Exercise instructions:
Please copy out these lines, switching every "rough mask" to "coarse mask" and leaving everything else as it is.

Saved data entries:
------

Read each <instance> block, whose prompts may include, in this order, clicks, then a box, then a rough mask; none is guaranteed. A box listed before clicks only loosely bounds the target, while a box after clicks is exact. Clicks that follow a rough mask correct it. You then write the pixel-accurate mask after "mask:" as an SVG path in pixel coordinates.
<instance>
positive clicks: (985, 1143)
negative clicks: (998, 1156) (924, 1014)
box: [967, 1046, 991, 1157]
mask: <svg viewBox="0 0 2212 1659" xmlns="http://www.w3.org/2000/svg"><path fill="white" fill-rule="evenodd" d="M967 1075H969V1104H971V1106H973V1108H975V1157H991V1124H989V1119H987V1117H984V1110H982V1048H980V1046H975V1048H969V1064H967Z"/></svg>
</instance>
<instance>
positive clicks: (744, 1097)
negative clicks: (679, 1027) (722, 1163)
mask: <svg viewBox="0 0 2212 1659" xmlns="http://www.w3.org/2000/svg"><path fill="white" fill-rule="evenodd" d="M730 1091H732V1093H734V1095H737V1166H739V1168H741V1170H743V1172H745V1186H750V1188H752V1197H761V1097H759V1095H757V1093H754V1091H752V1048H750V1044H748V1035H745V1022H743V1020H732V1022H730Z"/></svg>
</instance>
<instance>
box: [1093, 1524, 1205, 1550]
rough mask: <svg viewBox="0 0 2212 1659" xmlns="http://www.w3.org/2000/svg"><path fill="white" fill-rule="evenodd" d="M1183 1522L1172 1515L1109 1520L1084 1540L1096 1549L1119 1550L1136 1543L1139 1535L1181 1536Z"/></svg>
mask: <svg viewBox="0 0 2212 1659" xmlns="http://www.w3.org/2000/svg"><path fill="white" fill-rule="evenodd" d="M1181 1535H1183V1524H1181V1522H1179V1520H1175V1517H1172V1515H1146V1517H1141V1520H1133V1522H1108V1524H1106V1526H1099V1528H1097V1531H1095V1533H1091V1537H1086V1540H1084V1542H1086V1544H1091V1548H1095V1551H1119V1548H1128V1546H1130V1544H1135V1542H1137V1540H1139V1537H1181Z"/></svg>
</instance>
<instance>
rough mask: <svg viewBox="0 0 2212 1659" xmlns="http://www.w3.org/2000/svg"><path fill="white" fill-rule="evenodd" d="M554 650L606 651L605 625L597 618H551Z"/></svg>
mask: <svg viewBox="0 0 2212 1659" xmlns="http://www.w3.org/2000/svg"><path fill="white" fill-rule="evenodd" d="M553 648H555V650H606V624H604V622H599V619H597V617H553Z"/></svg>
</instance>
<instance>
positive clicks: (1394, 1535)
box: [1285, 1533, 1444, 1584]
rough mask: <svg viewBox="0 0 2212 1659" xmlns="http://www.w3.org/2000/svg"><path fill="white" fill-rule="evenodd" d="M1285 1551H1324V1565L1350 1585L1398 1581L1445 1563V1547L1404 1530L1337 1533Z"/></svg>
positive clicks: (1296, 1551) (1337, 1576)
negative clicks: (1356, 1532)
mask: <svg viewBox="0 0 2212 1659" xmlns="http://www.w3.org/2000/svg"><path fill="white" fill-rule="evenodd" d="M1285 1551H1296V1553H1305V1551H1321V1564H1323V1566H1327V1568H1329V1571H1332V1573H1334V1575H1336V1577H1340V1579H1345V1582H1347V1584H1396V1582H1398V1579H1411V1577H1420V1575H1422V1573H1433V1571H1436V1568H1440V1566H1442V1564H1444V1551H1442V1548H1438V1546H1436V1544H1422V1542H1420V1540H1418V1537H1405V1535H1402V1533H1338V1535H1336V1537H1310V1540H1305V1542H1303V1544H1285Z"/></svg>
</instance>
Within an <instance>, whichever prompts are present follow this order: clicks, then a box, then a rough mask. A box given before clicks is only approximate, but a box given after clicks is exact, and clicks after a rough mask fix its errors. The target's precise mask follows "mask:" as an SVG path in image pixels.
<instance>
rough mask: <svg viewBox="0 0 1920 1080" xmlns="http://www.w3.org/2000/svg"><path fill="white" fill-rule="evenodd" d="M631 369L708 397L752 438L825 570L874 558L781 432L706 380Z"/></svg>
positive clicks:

------

Answer to this problem:
Read each <instance> block, whose prompts may include, in this order, clicks, then a box, then a coarse mask; none is guaranteed. A box listed before clicks only loosely bounds the target, while a box after clicks is exact. Clicks that follow a coarse mask correct it. You then write the pixel-accurate mask after "mask:" as an SVG path in pixel coordinates.
<instance>
positive clicks: (985, 1143)
negative clicks: (998, 1156) (924, 1014)
box: [967, 1046, 991, 1157]
mask: <svg viewBox="0 0 2212 1659" xmlns="http://www.w3.org/2000/svg"><path fill="white" fill-rule="evenodd" d="M967 1075H969V1104H971V1106H973V1108H975V1157H991V1124H989V1119H987V1117H984V1110H982V1048H980V1046H975V1048H969V1064H967Z"/></svg>
</instance>
<instance>
positive clicks: (744, 1097)
negative clicks: (679, 1027) (722, 1163)
mask: <svg viewBox="0 0 2212 1659" xmlns="http://www.w3.org/2000/svg"><path fill="white" fill-rule="evenodd" d="M730 1091H732V1093H734V1095H737V1166H739V1168H741V1170H743V1172H745V1186H750V1188H752V1197H761V1097H759V1095H757V1093H754V1091H752V1048H750V1044H748V1035H745V1022H743V1020H732V1022H730Z"/></svg>
</instance>
<instance>
box: [1093, 1524, 1205, 1550]
coarse mask: <svg viewBox="0 0 2212 1659" xmlns="http://www.w3.org/2000/svg"><path fill="white" fill-rule="evenodd" d="M1183 1522L1172 1515L1109 1520L1084 1540L1096 1549L1119 1550L1136 1543L1139 1535L1181 1536Z"/></svg>
mask: <svg viewBox="0 0 2212 1659" xmlns="http://www.w3.org/2000/svg"><path fill="white" fill-rule="evenodd" d="M1181 1535H1183V1524H1181V1522H1179V1520H1175V1517H1172V1515H1146V1517H1141V1520H1133V1522H1108V1524H1106V1526H1099V1528H1097V1531H1095V1533H1091V1537H1086V1540H1084V1542H1086V1544H1091V1548H1095V1551H1119V1548H1128V1546H1130V1544H1135V1542H1137V1540H1139V1537H1181Z"/></svg>
</instance>
<instance>
coarse mask: <svg viewBox="0 0 2212 1659" xmlns="http://www.w3.org/2000/svg"><path fill="white" fill-rule="evenodd" d="M554 650L606 651L605 625L597 618H551Z"/></svg>
mask: <svg viewBox="0 0 2212 1659" xmlns="http://www.w3.org/2000/svg"><path fill="white" fill-rule="evenodd" d="M553 648H555V650H606V624H604V622H599V619H597V617H553Z"/></svg>
</instance>
<instance>
positive clicks: (1394, 1535)
box: [1285, 1533, 1444, 1584]
coarse mask: <svg viewBox="0 0 2212 1659" xmlns="http://www.w3.org/2000/svg"><path fill="white" fill-rule="evenodd" d="M1285 1551H1324V1565L1350 1585L1398 1581L1445 1563V1547L1404 1530L1337 1533Z"/></svg>
positive clicks: (1296, 1551) (1337, 1576)
negative clicks: (1356, 1532)
mask: <svg viewBox="0 0 2212 1659" xmlns="http://www.w3.org/2000/svg"><path fill="white" fill-rule="evenodd" d="M1285 1551H1296V1553H1305V1551H1321V1564H1323V1566H1327V1568H1329V1571H1332V1573H1334V1575H1336V1577H1340V1579H1345V1582H1347V1584H1396V1582H1398V1579H1411V1577H1420V1575H1422V1573H1433V1571H1436V1568H1440V1566H1442V1564H1444V1551H1442V1548H1438V1546H1436V1544H1422V1542H1420V1540H1418V1537H1405V1535H1402V1533H1338V1535H1336V1537H1310V1540H1305V1542H1303V1544H1285Z"/></svg>
</instance>
Within an <instance>, whichever prompts are present follow this order: clicks, then a box, then a coarse mask. A box given before clicks is only approximate, but a box given after clicks is exact, and clicks after a coarse mask fix its errors. The target's precise mask follows "mask:" as an SVG path in image pixels.
<instance>
coarse mask: <svg viewBox="0 0 1920 1080" xmlns="http://www.w3.org/2000/svg"><path fill="white" fill-rule="evenodd" d="M631 369L708 397L752 438L825 570L874 558L781 432L706 380Z"/></svg>
positive clicks:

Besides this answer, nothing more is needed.